Point placement records:
[Start]

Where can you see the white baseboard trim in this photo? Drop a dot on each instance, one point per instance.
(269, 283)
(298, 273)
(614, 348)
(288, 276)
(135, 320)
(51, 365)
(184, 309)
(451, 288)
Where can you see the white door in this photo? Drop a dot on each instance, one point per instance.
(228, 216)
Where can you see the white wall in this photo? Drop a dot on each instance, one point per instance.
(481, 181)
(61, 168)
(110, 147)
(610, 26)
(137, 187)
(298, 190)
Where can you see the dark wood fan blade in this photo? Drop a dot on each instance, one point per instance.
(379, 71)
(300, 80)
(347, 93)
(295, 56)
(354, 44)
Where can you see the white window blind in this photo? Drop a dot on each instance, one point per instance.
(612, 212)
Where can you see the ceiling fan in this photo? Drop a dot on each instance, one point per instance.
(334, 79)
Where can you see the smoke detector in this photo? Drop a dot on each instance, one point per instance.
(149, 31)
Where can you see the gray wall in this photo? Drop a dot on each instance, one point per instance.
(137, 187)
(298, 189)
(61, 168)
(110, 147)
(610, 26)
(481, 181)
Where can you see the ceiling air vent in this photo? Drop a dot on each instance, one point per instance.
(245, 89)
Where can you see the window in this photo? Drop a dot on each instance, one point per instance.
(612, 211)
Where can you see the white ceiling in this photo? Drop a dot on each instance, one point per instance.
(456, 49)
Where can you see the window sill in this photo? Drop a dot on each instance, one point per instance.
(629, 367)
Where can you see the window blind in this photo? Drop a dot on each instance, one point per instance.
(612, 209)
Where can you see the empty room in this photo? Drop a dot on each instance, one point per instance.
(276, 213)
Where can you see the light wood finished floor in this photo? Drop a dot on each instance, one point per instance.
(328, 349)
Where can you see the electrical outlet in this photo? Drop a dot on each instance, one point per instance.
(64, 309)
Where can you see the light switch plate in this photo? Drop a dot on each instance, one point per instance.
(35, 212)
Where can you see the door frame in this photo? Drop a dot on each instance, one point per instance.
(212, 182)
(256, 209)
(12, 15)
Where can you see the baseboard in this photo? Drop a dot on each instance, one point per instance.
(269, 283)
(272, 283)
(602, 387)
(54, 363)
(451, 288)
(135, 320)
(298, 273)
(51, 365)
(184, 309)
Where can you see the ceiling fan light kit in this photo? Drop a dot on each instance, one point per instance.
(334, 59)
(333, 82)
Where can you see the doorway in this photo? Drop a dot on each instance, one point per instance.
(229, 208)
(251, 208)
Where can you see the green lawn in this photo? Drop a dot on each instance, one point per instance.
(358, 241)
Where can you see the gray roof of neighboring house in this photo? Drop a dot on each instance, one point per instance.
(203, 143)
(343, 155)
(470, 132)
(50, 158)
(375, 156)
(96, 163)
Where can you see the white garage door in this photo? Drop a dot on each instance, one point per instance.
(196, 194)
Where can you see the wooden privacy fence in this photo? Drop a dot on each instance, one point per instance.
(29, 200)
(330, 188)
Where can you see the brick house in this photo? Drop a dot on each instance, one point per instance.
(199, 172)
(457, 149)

[End]

_Written problem:_
Rewrite the records from the line with "Where can you see the wooden" through the end, request lines included, and add -137 to every coordinate in the answer points.

_Task result:_
Where can you see the wooden privacy fence in this photo? Drop a dot on each instance, one point per instance.
(-108, 63)
(193, 51)
Where can you see the brick house in this photo? Drop a dot on each instance, one point per instance.
(62, 35)
(320, 12)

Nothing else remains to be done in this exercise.